Give back, unchanged, each line from the one containing "of the white" through the last line of the entries below.

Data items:
++++++++++

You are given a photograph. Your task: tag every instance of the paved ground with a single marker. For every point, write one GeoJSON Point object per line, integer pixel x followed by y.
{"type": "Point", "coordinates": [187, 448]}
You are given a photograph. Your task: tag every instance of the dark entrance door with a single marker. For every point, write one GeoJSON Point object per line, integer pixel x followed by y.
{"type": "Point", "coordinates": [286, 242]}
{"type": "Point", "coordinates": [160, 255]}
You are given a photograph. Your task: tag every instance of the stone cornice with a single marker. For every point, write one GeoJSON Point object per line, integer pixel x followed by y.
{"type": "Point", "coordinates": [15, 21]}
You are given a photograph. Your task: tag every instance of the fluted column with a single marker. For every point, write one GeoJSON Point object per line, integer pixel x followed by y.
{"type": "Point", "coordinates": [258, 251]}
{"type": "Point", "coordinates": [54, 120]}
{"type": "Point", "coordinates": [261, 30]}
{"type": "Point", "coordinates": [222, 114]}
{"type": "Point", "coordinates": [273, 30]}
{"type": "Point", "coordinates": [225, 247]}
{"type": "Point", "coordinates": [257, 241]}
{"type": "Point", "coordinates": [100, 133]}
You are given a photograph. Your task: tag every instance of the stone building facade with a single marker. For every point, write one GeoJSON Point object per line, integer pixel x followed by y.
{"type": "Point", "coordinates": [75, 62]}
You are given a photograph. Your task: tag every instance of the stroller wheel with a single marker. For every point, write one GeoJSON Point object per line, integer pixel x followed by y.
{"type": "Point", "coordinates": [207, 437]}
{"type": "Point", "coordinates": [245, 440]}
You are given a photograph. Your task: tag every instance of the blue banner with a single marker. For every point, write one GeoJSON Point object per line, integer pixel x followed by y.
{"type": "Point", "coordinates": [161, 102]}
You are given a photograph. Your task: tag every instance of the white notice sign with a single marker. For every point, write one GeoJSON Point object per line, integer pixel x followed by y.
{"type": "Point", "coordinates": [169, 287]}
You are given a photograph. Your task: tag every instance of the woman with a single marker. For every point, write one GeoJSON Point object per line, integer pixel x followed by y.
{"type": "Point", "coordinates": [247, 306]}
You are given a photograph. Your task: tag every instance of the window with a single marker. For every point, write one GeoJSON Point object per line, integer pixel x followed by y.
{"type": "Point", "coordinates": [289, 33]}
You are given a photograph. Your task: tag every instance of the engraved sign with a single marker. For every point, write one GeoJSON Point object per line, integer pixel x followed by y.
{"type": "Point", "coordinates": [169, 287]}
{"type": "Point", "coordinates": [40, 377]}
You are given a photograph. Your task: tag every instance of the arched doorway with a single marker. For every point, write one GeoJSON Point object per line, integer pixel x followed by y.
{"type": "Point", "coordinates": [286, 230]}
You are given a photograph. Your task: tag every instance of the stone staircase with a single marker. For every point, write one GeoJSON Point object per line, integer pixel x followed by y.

++++++++++

» Reply
You are given a photograph. Your task: tag every instance of the white notice sign with a single marker. For every point, write one GeoJSON Point object per line, integer pixel x followed by y.
{"type": "Point", "coordinates": [169, 287]}
You are given a photograph. Your task: tag every instance of the woman with a single marker. For every point, write one GeoJSON Point object per line, integer pixel x followed by y.
{"type": "Point", "coordinates": [247, 306]}
You are given a photograph. Your task: tag every instance of the window with a single marker. For every point, write one GeoJSON Point object per line, integer pixel x followed by y.
{"type": "Point", "coordinates": [289, 33]}
You are given a photograph. Your task: tag every instance of the engraved sign with a single marker. For every point, write one GeoJSON Point object per line, integer pixel x followed by y.
{"type": "Point", "coordinates": [169, 287]}
{"type": "Point", "coordinates": [40, 377]}
You are given a photograph. Your task: tag every instance of the arched doorway with a single marker. For every point, write one GeoJSON Point object per line, integer pixel x followed by y.
{"type": "Point", "coordinates": [286, 230]}
You are given a photograph. Your task: tag every instance of the stone staircase with a single marker. For every point, write one GeoJSON Point object per line, integer pixel x followed by y.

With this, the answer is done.